■ WHAT THE TASK REQUIRES
Please transcribe the data that follows without the pictures, keeping every word the same.

----------

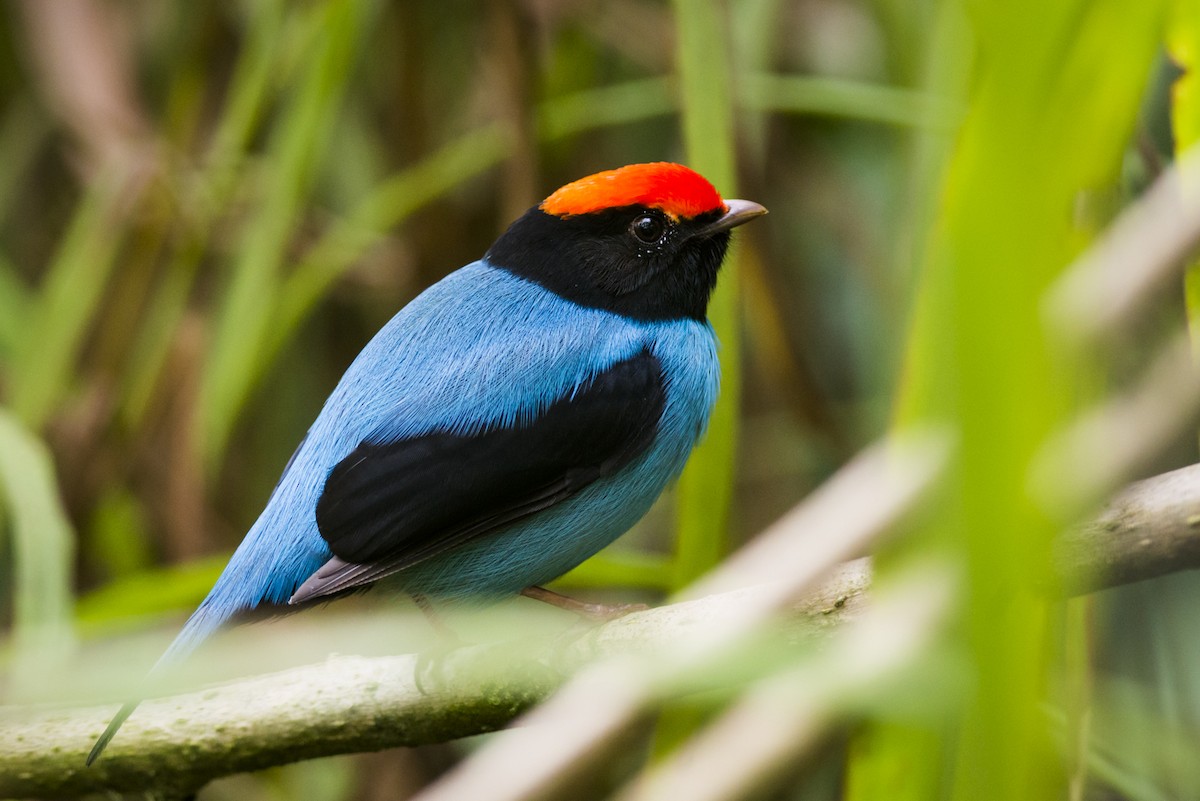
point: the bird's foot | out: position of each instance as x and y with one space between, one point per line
429 670
598 612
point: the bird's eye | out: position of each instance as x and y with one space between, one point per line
648 229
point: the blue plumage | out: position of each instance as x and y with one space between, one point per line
479 349
513 420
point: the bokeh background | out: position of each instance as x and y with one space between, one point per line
208 208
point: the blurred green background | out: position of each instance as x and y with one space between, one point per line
208 208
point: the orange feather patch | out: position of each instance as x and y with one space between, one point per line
672 188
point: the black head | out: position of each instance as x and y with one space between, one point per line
655 257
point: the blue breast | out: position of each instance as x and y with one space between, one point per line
479 349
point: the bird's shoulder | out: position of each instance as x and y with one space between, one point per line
480 348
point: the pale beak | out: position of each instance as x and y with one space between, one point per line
738 211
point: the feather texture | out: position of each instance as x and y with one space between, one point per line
480 350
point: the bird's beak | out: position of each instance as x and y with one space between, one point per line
738 211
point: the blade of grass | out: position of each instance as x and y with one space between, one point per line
979 356
298 142
43 553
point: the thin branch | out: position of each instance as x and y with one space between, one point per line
1151 529
354 704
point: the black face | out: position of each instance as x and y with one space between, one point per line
631 260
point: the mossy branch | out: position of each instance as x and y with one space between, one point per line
343 705
354 704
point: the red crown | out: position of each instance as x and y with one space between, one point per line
672 188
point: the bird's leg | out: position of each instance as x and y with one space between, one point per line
425 673
594 610
436 622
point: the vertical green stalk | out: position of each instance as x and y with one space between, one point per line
297 145
43 554
65 306
1045 74
706 488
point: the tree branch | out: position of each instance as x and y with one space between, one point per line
348 704
1150 529
355 704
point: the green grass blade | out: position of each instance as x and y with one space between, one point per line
43 553
298 142
65 308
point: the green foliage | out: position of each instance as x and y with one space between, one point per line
183 279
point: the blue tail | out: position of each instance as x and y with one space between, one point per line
202 625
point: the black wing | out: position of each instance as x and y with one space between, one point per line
388 506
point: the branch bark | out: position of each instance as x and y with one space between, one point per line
348 704
1150 529
355 704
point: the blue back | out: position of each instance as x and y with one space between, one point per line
479 349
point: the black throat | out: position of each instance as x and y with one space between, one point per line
594 260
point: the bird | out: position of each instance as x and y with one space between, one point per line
511 420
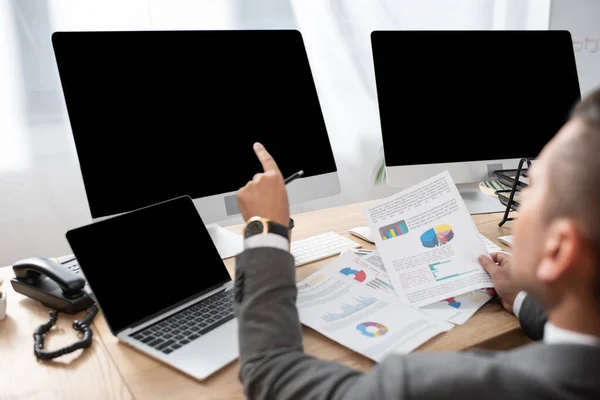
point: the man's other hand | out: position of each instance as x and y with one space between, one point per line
498 268
265 195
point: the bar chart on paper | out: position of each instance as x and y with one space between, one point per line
447 269
438 236
393 230
348 309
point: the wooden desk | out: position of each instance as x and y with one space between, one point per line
110 369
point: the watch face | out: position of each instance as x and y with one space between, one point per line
254 228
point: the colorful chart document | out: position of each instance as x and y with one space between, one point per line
457 309
362 314
428 242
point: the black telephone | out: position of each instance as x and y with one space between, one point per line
61 287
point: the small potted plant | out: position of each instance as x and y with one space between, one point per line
3 293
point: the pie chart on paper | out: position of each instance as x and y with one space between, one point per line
355 274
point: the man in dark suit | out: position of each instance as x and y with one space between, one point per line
556 264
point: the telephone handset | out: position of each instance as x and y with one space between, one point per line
62 287
57 286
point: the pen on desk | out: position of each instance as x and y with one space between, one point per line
293 177
362 251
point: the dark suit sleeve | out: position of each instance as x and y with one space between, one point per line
273 364
532 319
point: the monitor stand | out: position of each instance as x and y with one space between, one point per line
228 244
478 202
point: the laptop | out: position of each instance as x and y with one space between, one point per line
161 285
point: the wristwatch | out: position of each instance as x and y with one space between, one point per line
262 226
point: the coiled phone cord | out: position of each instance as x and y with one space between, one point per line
81 326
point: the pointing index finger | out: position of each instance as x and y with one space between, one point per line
265 158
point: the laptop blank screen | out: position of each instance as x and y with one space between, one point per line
140 263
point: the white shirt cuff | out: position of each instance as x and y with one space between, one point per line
268 240
518 303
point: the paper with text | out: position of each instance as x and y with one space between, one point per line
457 309
337 303
428 242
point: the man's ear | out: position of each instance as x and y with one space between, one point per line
560 250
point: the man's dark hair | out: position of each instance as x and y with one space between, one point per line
578 166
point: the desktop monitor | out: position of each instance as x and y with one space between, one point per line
161 114
470 101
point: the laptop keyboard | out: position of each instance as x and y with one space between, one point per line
188 324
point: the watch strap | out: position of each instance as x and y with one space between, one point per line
279 229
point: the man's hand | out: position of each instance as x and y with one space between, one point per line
498 268
265 195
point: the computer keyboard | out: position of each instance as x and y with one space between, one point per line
321 246
189 324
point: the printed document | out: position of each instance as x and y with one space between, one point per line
428 242
457 309
349 304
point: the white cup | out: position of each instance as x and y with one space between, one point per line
3 304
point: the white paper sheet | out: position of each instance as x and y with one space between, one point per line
428 241
337 303
456 310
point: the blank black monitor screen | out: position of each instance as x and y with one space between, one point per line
159 257
156 115
471 96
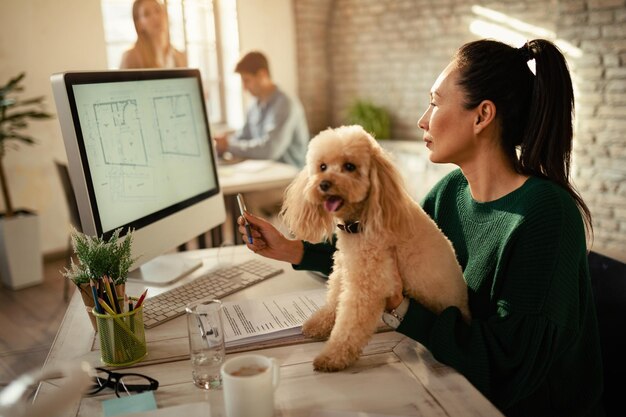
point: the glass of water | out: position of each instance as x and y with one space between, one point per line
206 343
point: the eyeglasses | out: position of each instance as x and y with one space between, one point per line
121 382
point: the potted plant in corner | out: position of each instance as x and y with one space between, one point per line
97 260
374 119
20 253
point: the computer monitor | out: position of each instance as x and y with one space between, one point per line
140 157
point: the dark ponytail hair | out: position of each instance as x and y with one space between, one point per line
535 112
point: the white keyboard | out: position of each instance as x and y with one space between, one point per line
215 284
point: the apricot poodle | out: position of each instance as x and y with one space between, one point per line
350 187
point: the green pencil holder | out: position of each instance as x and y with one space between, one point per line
122 337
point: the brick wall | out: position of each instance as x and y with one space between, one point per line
391 51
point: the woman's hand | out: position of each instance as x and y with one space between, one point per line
269 242
396 298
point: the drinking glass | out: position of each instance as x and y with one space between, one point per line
206 343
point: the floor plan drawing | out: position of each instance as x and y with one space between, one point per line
121 135
176 125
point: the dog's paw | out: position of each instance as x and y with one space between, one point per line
319 325
327 363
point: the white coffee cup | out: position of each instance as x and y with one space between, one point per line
249 382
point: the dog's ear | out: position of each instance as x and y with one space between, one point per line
387 209
304 219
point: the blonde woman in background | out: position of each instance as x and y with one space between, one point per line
152 49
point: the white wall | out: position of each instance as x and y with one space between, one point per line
269 27
42 37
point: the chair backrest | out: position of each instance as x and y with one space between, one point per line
64 176
608 279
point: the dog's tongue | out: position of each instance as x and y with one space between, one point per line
332 203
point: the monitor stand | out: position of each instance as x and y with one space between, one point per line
164 270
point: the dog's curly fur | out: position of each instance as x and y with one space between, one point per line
349 177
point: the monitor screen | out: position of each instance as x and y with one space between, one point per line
140 157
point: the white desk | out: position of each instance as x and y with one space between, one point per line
394 376
251 175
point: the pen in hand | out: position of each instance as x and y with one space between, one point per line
246 224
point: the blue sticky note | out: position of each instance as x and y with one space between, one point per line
130 404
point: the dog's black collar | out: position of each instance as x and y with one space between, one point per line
352 227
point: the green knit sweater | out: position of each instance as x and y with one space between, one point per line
532 347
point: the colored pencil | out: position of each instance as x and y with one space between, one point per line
94 292
141 298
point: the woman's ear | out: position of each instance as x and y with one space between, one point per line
485 114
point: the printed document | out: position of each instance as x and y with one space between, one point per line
252 321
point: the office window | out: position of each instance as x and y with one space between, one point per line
197 27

----------

■ THE REPLY
point: the bird's foot | out: position of each instance as x and y with one space between, one point per line
429 670
598 612
point: the bird's eye | out: position of each instance as x and y with one space between, one point per line
648 229
point: the blue plumage | out: position of each instance as x and y with one space between, one point per line
479 349
513 420
point: the bokeh background | out: position of each instance as x and y with one space between, one point per line
208 208
point: the blurred green background | out: position of each instance as x and y with one space between, one point per line
208 208
point: the orange feather patch | out: position of each instance as x and y with one space between, one point per line
672 188
point: the black head | out: position of each instance as x and y with one space between, one point per line
655 257
point: the blue breast | out: position of each instance as x and y with one space between, one point per line
479 349
point: the bird's shoulder | out: position of each instance as x and y with one space between, one point per line
480 348
point: the pale beak | out: position of each instance as x and y with one space between, one point per line
738 211
point: the feather texture | out: position of each instance as x and y with one space between, one point per line
480 350
point: the bird's beak | out: position of each instance as x and y with one space between, one point per line
738 211
point: the blade of grass | out: position of each instance as x and y with one space between, one point per line
979 356
298 142
43 553
point: the thin branch | out: position of each instance as x and y with one space between, one point per line
1151 529
354 704
point: the black face | out: position of each instance as x and y with one space between, one point per line
631 260
point: the mossy branch | out: position of each instance as x and y with one space between, one point per line
343 705
354 704
point: the red crown | out: position of each instance as x and y with one space between, one point per line
672 188
point: the bird's leg | out: position of each instance as x and y with one space between, one point per line
425 673
594 610
436 622
point: the vertical green stalk | out: position of each instance as x and y with one space between, one point per line
297 145
43 554
65 306
1045 74
706 488
point: the tree branch | out: position of each instance as x and y with one space between, one point per line
348 704
1150 529
355 704
point: the green grass blade | out: position of each instance as x and y with one space between, one point per line
43 553
298 142
65 308
point: the green foliage | out: position of each instance as x and y with one space between, one point per line
183 279
point: the blue tail | out: position of each instance as x and y with one space between, one point per line
202 625
point: the black wing | out: position of each instance as x and y with one space between, one point per line
388 506
point: the branch bark | out: position of each instance as x and y with one space between, one point per line
348 704
1150 529
355 704
point: the blue back | out: position of each instance as x and y with one space between, one point per line
479 349
point: the black throat | out: position of each instance as x and y with one space between, one point per line
594 260
point: the bird | out: position of each instance as x and y with one space between, one point per line
511 420
point: the man's other hand | out: position of each instance as x and y with one space between, one point per line
498 268
265 195
point: the bar chart on paper | out: position of each instance as x and y with one space between, one point per line
447 269
438 236
393 230
348 309
point: the wooden desk | out: position of each instance as x and y with one space between, one point per line
110 369
point: the watch face | out: position of each instance as x and y with one space between, one point per line
254 228
point: the colorful chart document | out: position of each instance as x and y with one space between, one point per line
457 309
362 314
428 242
point: the black telephone | out: position of each instance as x and y with one space between, one point per line
61 287
point: the small potted plant | out: position of each instance as x and y with one space between, one point per line
3 293
point: the pie chart on paper | out: position of each instance as x and y with one space between, one point per line
355 274
point: the man in dark suit | out: position of each instance as x and y with one space between, one point per line
556 264
point: the telephone handset | out: position of each instance as x and y with one space between, one point per line
62 287
57 286
point: the pen on desk | out: position of each instance as x and y with one space between, one point per line
293 177
362 251
point: the dark suit sleeve | out: position of each instance as x and y with one space between, one point per line
273 364
532 319
point: the monitor stand | out: position of each instance as x and y with one space between, one point per line
228 244
478 202
point: the laptop | out: position of each instance as x and y with one space between, one point per line
161 285
point: the wristwatch | out: position of each instance as x and y with one space between, one point per line
262 226
point: the coiled phone cord | out: position of each instance as x and y with one space between, one point per line
81 326
point: the pointing index finger | out: position of each instance as x and y with one space between, one point per line
265 158
point: the laptop blank screen | out: position of each instance as x and y with one space between, one point per line
140 263
point: the white shirt cuff | out: position of each instance as x and y with one space between, one point per line
268 240
518 303
point: the paper with text | out: position of each instance as x and y with one space between, one point per line
457 309
337 303
428 242
point: the man's ear | out: position of each instance as x and y with one space between, one point per line
560 250
point: the man's dark hair | out: position of each instance as x and y with one space between, one point per line
578 166
point: the desktop monitor | out: position of each instance as x and y with one space between, one point per line
161 114
470 101
point: the laptop keyboard | out: position of each instance as x and y with one space between, one point per line
188 324
point: the watch strap | out: position of each instance as x and y with one space between, one point per line
279 229
point: the man's hand | out: position of each instance as x and y with one space between, one point per line
498 268
265 195
point: the computer keyboard | out: position of each instance as x and y with one space between, one point per line
321 246
189 324
point: the printed document | out: position of each instance as x and y with one space between, one point per line
428 242
457 309
349 304
point: the white cup | out: position of each instance as x and y with one space between, one point per line
3 304
point: the white paper sheet | out: position of each instance as x and y with one space between, one point per line
428 241
337 303
456 310
point: the blank black monitor screen | out: position of each instance as x and y with one space between, one point per line
159 257
156 115
471 96
point: the glass of water | out: position of each instance as x and y with one space between, one point per line
206 343
point: the eyeglasses | out: position of each instance as x and y with one space between, one point per line
121 382
point: the potted plant in corner | out: position of each instance as x and y with one space between, one point per line
97 260
374 119
20 253
point: the computer monitor | out: position of each instance as x and y with one space between, one point per line
140 157
point: the dark ponytail hair | out: position of each instance as x and y with one space between, one point per line
535 112
point: the white keyboard | out: position of each instance as x and y with one space between, one point per line
215 284
point: the apricot poodle | out: position of each instance as x and y with one space between, one point per line
350 187
point: the green pencil holder | out: position of each instance as x and y with one space between, one point per line
122 337
point: the brick wall | out: position of each instance as x and y with one space between, one point per line
391 51
point: the woman's hand | out: position of each instance as x and y with one space between, one point per line
269 242
396 298
point: the drinking glass | out: position of each instance as x and y with one space between, one point per line
206 343
point: the floor plan drawing | out: position of each instance as x and y with one space between, one point per line
121 135
176 125
point: the dog's paw | out: position of each instance as x and y with one space between, one point per line
319 325
327 363
point: the white coffee cup | out: position of each instance as x and y with one space between, one point per line
249 382
point: the dog's ear | out: position of each instance as x and y with one space between, one point per line
387 209
304 219
point: the blonde woman in background | out: position of each instance as x and y with one space between, one point per line
152 49
point: the white wall | out: position of each instance as x and y with one space between, one point per line
269 27
42 37
point: the chair backrest | out: position of each instance as x and y with one space between, one point per line
64 176
608 279
point: the dog's tongue | out: position of each instance as x and y with one space between, one point per line
332 203
point: the monitor stand | out: position of each instance as x and y with one space between, one point per line
164 270
point: the dog's curly fur | out: position of each instance as x and y with one space between, one point per line
349 177
point: the monitor screen | out: position of each instance as x and y with one space between, one point per line
140 157
point: the white desk | out: position of each instance as x and y with one space between, one point per line
394 376
251 175
point: the pen in hand | out: position of each instance as x and y with one space between, one point per line
246 224
point: the blue sticky note | out: position of each instance as x and y with one space between, one point per line
130 404
point: the dog's black collar | out: position of each instance as x and y with one space between, one point per line
352 227
point: the green knit sweater | out: position of each instance as x and y with one space between, one point per line
532 347
point: the colored pencil | out: position of each instance as x and y with one space between, one point per line
94 292
141 298
point: the woman's ear | out: position of each instance as x and y with one space between, one point per line
485 114
point: the printed document | out: position of each instance as x and y with one space between, one point per line
252 321
point: the office window | out: position of each instance as x and y with one space between, one point per line
197 27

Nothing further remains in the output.